--- start Data provided ---
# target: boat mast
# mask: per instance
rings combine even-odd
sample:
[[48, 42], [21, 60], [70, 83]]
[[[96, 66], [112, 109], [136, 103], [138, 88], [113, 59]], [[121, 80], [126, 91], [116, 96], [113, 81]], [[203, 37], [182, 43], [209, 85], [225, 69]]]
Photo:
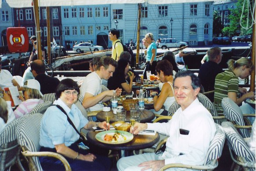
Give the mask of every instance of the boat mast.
--- end Data provided ---
> [Job] Pull out every line of the listing above and reproduce each one unchanged, omitting the picture.

> [Complete answer]
# target: boat mast
# mask: per instance
rings combine even-odd
sample:
[[48, 42], [21, 60], [70, 83]]
[[[96, 66], [112, 109], [136, 103], [138, 88], [113, 59]], [[121, 80], [126, 91], [116, 96], [113, 81]], [[203, 37], [182, 43], [209, 85], [225, 69]]]
Photo:
Give the mask of every instance of the boat mast.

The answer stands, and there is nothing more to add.